(Coordinate labeling records)

□ □ □ □ □

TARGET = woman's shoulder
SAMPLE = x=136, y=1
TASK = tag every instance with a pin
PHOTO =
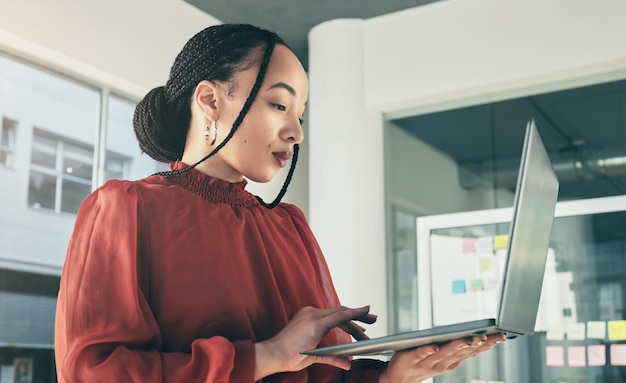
x=116, y=189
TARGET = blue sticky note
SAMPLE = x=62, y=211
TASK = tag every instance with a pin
x=458, y=286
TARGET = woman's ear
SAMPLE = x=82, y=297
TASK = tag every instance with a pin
x=205, y=98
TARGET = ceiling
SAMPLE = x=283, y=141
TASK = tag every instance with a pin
x=293, y=19
x=584, y=125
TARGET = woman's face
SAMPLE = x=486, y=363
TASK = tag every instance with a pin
x=265, y=140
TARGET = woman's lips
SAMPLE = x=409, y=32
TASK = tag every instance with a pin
x=282, y=158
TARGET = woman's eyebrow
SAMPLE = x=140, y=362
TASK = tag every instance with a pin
x=282, y=85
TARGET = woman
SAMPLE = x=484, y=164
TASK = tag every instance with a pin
x=186, y=277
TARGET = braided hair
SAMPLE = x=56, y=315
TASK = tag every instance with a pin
x=217, y=53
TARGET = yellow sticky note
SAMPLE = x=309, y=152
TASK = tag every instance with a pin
x=500, y=241
x=617, y=329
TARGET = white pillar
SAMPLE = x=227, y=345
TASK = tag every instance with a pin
x=346, y=182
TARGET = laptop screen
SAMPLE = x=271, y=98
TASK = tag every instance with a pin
x=529, y=238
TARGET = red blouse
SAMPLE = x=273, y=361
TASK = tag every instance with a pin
x=173, y=279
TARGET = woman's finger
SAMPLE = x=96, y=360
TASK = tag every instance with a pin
x=356, y=331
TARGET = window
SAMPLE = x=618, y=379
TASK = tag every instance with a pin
x=62, y=171
x=115, y=166
x=7, y=141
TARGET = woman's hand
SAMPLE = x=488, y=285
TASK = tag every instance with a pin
x=304, y=331
x=417, y=365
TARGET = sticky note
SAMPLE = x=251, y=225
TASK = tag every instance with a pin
x=596, y=355
x=458, y=286
x=476, y=284
x=618, y=354
x=596, y=330
x=555, y=356
x=500, y=241
x=468, y=245
x=576, y=356
x=485, y=264
x=617, y=329
x=556, y=332
x=490, y=284
x=576, y=331
x=484, y=245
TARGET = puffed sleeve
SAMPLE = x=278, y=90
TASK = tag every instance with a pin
x=105, y=330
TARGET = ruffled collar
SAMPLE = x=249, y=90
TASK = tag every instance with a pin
x=212, y=189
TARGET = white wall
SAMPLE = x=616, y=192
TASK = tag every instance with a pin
x=440, y=56
x=128, y=45
x=456, y=53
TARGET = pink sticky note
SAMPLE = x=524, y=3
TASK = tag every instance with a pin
x=469, y=245
x=555, y=356
x=596, y=354
x=618, y=354
x=576, y=356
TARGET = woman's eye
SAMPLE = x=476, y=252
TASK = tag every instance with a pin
x=279, y=107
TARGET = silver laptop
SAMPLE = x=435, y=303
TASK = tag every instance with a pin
x=527, y=249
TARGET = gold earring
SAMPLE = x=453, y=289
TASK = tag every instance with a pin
x=207, y=134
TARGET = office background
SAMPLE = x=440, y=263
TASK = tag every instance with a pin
x=411, y=113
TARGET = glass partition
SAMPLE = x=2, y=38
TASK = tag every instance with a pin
x=580, y=333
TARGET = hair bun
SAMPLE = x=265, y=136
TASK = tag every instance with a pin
x=155, y=133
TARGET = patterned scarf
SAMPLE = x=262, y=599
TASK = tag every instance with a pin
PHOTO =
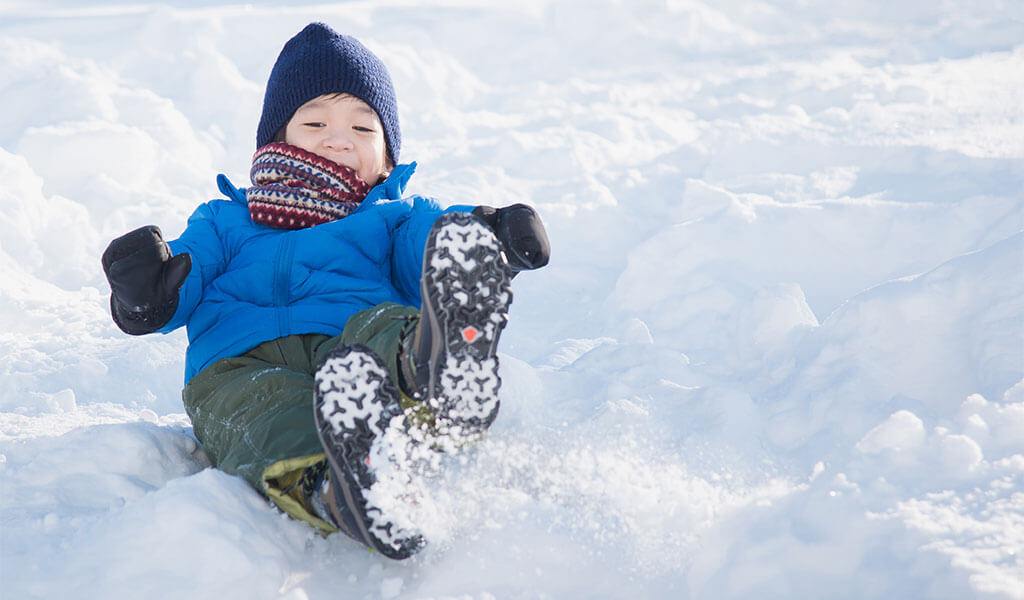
x=294, y=188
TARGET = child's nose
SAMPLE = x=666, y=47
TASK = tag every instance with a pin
x=338, y=139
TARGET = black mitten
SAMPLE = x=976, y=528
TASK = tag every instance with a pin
x=144, y=280
x=520, y=230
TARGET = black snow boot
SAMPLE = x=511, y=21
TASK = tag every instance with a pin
x=451, y=360
x=360, y=426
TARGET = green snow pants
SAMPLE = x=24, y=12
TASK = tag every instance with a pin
x=254, y=414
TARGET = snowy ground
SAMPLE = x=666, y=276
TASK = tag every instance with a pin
x=778, y=352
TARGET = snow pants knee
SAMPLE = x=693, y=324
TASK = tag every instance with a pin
x=254, y=414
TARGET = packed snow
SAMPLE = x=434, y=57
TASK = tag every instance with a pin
x=778, y=351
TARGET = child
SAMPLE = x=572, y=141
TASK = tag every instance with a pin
x=306, y=350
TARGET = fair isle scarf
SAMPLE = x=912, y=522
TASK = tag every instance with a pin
x=294, y=188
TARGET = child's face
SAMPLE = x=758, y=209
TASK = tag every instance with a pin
x=343, y=129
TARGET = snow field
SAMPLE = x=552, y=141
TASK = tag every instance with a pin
x=778, y=351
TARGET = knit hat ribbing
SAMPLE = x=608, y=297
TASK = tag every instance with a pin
x=316, y=61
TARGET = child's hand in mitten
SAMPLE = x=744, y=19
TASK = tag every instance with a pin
x=144, y=280
x=521, y=232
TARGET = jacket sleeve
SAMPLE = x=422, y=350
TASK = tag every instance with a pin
x=408, y=245
x=203, y=241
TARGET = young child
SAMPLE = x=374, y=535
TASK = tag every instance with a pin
x=327, y=313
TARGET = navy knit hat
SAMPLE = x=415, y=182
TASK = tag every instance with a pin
x=318, y=60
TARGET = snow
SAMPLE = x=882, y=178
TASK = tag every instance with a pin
x=778, y=351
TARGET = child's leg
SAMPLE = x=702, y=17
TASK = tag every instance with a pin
x=253, y=415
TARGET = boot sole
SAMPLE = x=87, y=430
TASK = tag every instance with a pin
x=354, y=404
x=466, y=291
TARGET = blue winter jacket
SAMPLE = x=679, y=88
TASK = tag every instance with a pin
x=251, y=283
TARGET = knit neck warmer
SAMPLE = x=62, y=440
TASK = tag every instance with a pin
x=294, y=188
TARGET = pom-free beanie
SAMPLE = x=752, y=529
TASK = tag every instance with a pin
x=318, y=60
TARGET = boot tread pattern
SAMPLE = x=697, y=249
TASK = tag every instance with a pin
x=468, y=284
x=355, y=404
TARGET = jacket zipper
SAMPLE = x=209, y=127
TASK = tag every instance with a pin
x=282, y=279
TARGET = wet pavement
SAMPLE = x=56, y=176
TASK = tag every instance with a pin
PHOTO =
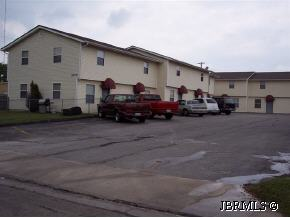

□ □ □ □ □

REQUEST: Copy all of the records above word for word, leaving the pictures out of your copy.

THE OUTPUT:
TARGET = woman's shoulder
SAMPLE = x=136, y=1
TASK = tag every instance with a pin
PHOTO =
x=116, y=189
TARGET = blue sticky note
SAMPLE = x=62, y=211
TASK = tag every instance with a pin
x=458, y=286
TARGET = woman's ear
SAMPLE = x=82, y=297
TASK = tag every instance with a pin
x=205, y=98
TARGET = ceiling
SAMPLE = x=283, y=141
TASK = tag every instance with a pin
x=293, y=19
x=584, y=125
TARGET = woman's face
SAMPLE = x=486, y=363
TASK = tag every instance with a pin
x=265, y=140
TARGET = woman's lips
SAMPLE = x=409, y=32
TASK = tag every instance with a pin
x=282, y=158
TARGET = woman's eyebrow
SAMPLE = x=140, y=362
TASK = tag every instance with a pin
x=282, y=85
TARGET = woman
SAMPLE = x=484, y=164
TASK = tag every instance with a pin
x=186, y=277
TARGET = braided hair
SAMPLE = x=56, y=315
TASK = tag every instance with a pin
x=217, y=53
TARGET = yellow sticky note
SAMPLE = x=309, y=152
TASK = tag every instance with a pin
x=500, y=241
x=617, y=329
TARGET = white pillar
SAMPLE = x=227, y=345
TASK = tag every instance with a pin
x=346, y=182
TARGET = laptop screen
SAMPLE = x=271, y=98
TASK = tag every instance with a pin
x=529, y=238
TARGET = red blouse
SAMPLE = x=273, y=361
TASK = tag every instance with a pin
x=173, y=279
TARGET = woman's finger
SAMPLE = x=96, y=360
TASK = tag every instance with a pin
x=356, y=331
TARGET = window
SAMPLE = x=618, y=379
TASK = tag every instance with a pin
x=62, y=171
x=115, y=166
x=7, y=141
TARGET = woman's hand
SAMPLE = x=488, y=285
TASK = tag every instance with a pin
x=304, y=331
x=417, y=365
TARGET = sticky note
SAMPLE = x=251, y=225
TASK = tag every instance with a pin
x=596, y=355
x=458, y=286
x=476, y=284
x=618, y=354
x=596, y=330
x=555, y=356
x=500, y=241
x=468, y=245
x=576, y=356
x=485, y=264
x=617, y=329
x=556, y=332
x=490, y=284
x=576, y=331
x=484, y=245
TARGET = puffed sleeve
SAMPLE = x=278, y=90
TASK = tag every instance with a pin
x=105, y=330
TARGET = ruffled collar
SAMPLE = x=249, y=90
TASK = tag every instance with a pin
x=212, y=189
TARGET = white wall
SAMPLE = x=616, y=192
TASK = tag every instance with a pin
x=440, y=56
x=128, y=45
x=456, y=53
TARGET = pink sticky note
SAMPLE = x=524, y=3
TASK = tag every instance with a pin
x=469, y=245
x=555, y=356
x=596, y=354
x=618, y=354
x=576, y=356
TARGET = woman's eye
SAMPLE = x=476, y=252
TASK = tag every instance with a pin
x=279, y=107
TARGET = silver laptop
SAMPLE = x=435, y=303
TASK = tag every instance with a pin
x=527, y=249
TARGET = gold earring
SAMPLE = x=453, y=289
TASK = tag every instance with a pin
x=207, y=134
TARGET = office background
SAMPLE = x=440, y=263
TASK = tag every instance with a pin
x=411, y=113
TARGET = glass partition
SAMPLE = x=2, y=38
TASK = tag every instance with a pin
x=580, y=333
TARGET = hair bun
SAMPLE = x=265, y=136
TASK = tag every instance with a pin
x=155, y=133
TARGET = patterned scarf
SAMPLE = x=262, y=599
TASK = tag every instance with a pin
PHOTO =
x=294, y=188
TARGET = child's nose
SAMPLE = x=666, y=47
TASK = tag every instance with a pin
x=338, y=139
TARGET = black mitten
SAMPLE = x=976, y=528
TASK = tag every instance with a pin
x=144, y=280
x=520, y=230
TARGET = black snow boot
SAMPLE = x=511, y=21
TASK = tag every instance with a pin
x=451, y=360
x=360, y=426
TARGET = green snow pants
SAMPLE = x=24, y=12
TASK = tag every instance with a pin
x=254, y=414
TARGET = snowy ground
SAMPLE = x=666, y=276
TASK = tag every instance with a pin
x=778, y=352
TARGET = snow pants knee
SAMPLE = x=693, y=324
TASK = tag every instance with a pin
x=254, y=414
TARGET = packed snow
SAMPLE = x=434, y=57
TASK = tag every instance with a pin
x=778, y=351
TARGET = child
SAMPLE = x=572, y=141
TASK = tag every instance with a pin
x=306, y=350
TARGET = fair isle scarf
SAMPLE = x=912, y=522
TASK = tag every instance with a pin
x=294, y=188
TARGET = child's face
SAMPLE = x=758, y=209
TASK = tag every instance with a pin
x=343, y=129
TARGET = snow field
SAMPLE = x=552, y=141
TASK = tag every instance with a pin
x=778, y=351
TARGET = knit hat ribbing
SAMPLE = x=608, y=297
TASK = tag every instance with a pin
x=316, y=61
TARGET = child's hand in mitten
SAMPLE = x=744, y=19
TASK = tag every instance with a pin
x=144, y=280
x=521, y=232
TARGET = jacket sleeve
SAMPLE = x=422, y=350
TASK = tag every instance with a pin
x=408, y=245
x=203, y=241
TARGET = young child
SAMPLE = x=374, y=535
TASK = tag every instance with a pin
x=327, y=313
TARGET = navy knit hat
SAMPLE = x=415, y=182
TASK = tag every instance with a pin
x=318, y=60
TARGET = snow
SAMPLE = x=882, y=178
TASK = tag every instance with a pin
x=778, y=351
TARGET = child's leg
SAMPLE = x=702, y=17
TASK = tag every instance with a pin
x=253, y=415
TARGET = boot sole
SAMPLE = x=87, y=430
TASK = tag every instance with a pin
x=354, y=404
x=466, y=291
TARGET = blue winter jacket
SAMPLE = x=679, y=88
TASK = tag every instance with a pin
x=251, y=283
TARGET = knit neck warmer
SAMPLE = x=62, y=440
TASK = tag every instance with a pin
x=294, y=188
TARGET = pom-free beanie
SAMPLE = x=752, y=529
TASK = tag every instance with a pin
x=318, y=60
TARGET = boot tread pattern
SAMPLE = x=697, y=249
TASK = tag every instance with a pin
x=468, y=284
x=355, y=404
TARGET = jacket zipper
SAMPLE = x=209, y=127
TASK = tag every instance with a pin
x=282, y=279
TARGET = wet pavement
SAMPLE = x=56, y=176
TASK = tag every instance with a pin
PHOTO =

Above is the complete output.